[Problem details]:
Repeat character for character everything in the Terraform workflow text from "yaml .github/workflows/terraform.yaml" down to "Required for OIDC.".

[Text]:
Plan on every PR; apply only from protected branches. Use OIDC to assume an IAM role — no long-lived AWS keys in CI secrets.

yaml .github/workflows/terraform.yaml

name: terraform
on:
  pull_request:
    paths: ["envs/**"]
  push:
    branches: [main]
    paths: ["envs/**"]

permissions:
  id-token: write   # Required for OIDC.
  contents: read

jobs:
  plan:
    runs-on: ubuntu-latest
    defaults:
      run:
        working-directory: envs/prod
    steps:
      - uses: actions/checkout@v4
      - uses: aws-actions/configure-aws-credentials@v4
        with:
          role-to-assume: arn:aws:iam::123456789012:role/github-terraform
          aws-region: us-east-1
      - uses: hashicorp/setup-terraform@v3
      - run: terraform init -input=false
      - run: terraform validate
      - run: terraform plan -input=false -out=tfplan
      - uses: actions/upload-artifact@v4
        if: github.event_name == 'pull_request'
        with:
          name: tfplan
          path: envs/prod/tfplan

  apply:
    if: github.ref == 'refs/heads/main' && github.event_name == 'push'
    needs: plan
    runs-on: ubuntu-latest
    environment: production  # Requires manual approval in GitHub.

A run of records
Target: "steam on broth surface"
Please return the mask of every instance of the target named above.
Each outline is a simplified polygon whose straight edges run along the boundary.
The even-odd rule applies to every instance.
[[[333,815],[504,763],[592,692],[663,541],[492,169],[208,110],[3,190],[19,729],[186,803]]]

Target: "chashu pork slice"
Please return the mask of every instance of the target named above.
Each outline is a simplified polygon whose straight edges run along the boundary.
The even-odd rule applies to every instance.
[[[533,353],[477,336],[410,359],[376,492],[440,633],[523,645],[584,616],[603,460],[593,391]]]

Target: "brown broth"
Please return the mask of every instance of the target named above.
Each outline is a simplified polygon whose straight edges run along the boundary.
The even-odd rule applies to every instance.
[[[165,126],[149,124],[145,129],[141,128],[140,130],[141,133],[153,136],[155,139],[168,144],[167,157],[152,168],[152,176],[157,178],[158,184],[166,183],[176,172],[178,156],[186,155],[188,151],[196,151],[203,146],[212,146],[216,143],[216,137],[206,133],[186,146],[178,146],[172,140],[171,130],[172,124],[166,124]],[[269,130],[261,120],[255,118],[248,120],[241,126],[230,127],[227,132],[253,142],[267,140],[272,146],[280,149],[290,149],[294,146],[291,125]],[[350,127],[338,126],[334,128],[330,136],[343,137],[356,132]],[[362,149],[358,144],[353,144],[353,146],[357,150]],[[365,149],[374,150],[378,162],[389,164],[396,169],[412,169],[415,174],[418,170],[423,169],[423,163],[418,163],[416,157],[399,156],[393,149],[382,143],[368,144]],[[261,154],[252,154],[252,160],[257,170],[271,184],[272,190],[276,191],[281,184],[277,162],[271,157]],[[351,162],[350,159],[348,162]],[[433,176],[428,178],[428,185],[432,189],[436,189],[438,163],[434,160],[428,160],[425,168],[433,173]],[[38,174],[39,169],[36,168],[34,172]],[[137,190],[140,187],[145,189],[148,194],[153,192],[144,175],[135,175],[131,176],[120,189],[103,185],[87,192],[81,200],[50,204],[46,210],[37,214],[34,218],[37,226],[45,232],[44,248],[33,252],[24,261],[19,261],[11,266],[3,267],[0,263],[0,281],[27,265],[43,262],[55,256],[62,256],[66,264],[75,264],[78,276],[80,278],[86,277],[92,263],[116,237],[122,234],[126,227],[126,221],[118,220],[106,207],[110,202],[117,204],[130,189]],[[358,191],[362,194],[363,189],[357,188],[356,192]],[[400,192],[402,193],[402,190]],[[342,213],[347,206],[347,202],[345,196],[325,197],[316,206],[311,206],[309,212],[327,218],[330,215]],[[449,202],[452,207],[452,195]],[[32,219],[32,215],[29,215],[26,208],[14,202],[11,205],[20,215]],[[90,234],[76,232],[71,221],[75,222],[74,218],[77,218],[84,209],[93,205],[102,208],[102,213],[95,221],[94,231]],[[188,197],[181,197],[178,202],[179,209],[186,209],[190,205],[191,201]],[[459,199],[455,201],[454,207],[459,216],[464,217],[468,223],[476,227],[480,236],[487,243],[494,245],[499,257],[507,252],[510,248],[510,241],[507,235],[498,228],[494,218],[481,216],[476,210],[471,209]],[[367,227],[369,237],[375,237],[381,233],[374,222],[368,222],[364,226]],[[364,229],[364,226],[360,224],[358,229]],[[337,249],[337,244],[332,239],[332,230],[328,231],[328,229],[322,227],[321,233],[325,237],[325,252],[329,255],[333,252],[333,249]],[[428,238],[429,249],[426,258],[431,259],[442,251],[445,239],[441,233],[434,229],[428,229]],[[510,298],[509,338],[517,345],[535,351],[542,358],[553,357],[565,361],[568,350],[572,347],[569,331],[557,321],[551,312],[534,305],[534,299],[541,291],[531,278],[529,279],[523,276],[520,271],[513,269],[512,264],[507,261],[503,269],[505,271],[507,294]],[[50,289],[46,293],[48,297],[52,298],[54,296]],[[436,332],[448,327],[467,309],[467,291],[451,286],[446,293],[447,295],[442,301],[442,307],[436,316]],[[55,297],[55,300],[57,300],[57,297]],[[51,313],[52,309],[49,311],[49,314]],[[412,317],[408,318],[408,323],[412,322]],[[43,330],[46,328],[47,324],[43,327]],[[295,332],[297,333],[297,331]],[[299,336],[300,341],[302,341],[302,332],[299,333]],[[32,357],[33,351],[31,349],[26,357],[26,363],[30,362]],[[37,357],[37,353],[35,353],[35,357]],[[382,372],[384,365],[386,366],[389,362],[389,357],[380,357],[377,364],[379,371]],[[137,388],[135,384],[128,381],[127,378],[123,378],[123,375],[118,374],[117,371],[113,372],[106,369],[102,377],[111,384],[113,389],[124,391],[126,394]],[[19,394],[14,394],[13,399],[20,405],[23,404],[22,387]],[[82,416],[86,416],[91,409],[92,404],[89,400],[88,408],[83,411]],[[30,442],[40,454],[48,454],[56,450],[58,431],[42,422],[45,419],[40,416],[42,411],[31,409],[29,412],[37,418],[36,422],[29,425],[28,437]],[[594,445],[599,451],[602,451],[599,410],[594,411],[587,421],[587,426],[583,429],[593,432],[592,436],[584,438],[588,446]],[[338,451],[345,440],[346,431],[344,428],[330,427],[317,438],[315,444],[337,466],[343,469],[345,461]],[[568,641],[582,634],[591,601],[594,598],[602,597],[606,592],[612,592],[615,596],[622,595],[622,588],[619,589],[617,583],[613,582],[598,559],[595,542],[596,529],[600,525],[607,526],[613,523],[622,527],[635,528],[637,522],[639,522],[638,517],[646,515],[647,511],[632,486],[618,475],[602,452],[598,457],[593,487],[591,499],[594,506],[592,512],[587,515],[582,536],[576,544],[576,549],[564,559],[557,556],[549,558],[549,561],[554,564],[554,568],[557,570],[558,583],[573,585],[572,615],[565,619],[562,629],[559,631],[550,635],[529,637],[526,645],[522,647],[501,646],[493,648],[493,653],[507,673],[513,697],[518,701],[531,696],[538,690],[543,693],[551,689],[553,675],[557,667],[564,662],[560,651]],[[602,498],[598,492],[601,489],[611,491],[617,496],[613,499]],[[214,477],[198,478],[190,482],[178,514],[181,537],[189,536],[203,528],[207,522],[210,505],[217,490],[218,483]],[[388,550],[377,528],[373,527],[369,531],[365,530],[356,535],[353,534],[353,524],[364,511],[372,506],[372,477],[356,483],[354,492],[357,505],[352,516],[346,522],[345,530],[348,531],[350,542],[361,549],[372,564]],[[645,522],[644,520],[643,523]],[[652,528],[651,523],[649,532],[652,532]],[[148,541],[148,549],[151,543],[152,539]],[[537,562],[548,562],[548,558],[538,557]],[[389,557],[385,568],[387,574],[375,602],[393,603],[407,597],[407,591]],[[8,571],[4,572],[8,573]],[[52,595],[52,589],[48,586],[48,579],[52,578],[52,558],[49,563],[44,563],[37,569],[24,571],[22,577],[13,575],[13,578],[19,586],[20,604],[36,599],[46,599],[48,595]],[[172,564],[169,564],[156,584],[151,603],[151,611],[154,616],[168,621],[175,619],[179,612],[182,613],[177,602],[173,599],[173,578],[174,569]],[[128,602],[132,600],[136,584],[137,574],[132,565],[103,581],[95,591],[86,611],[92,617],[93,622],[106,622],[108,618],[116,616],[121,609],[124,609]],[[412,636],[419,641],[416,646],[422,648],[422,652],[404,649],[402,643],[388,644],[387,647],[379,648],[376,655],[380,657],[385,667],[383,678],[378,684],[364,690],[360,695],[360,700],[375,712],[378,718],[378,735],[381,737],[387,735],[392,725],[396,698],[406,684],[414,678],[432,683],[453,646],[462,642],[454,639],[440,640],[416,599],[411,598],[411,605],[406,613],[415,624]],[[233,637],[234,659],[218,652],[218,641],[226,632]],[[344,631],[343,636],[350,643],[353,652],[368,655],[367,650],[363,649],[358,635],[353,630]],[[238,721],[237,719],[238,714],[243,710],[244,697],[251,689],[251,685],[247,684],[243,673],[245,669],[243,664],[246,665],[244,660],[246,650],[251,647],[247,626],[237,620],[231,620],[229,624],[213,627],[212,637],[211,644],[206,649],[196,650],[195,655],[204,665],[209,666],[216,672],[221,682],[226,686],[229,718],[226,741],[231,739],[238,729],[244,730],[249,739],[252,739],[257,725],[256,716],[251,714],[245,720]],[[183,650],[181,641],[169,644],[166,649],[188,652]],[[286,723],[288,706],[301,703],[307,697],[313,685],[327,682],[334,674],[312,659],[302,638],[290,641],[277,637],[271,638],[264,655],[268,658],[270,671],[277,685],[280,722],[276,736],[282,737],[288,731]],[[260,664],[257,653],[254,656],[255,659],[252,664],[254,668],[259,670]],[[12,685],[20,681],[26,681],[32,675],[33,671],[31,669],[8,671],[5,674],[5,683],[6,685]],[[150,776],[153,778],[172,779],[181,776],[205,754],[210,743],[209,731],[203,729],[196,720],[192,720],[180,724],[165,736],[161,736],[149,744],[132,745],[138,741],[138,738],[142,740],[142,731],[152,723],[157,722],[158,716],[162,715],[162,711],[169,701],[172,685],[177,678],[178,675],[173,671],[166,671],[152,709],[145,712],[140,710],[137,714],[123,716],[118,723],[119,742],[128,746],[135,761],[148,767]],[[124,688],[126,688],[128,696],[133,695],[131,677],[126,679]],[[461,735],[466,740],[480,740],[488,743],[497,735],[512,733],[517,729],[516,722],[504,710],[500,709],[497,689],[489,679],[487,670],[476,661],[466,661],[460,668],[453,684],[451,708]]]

[Written response]:
yaml .github/workflows/terraform.yaml

name: terraform
on:
  pull_request:
    paths: ["envs/**"]
  push:
    branches: [main]
    paths: ["envs/**"]

permissions:
  id-token: write   # Required for OIDC.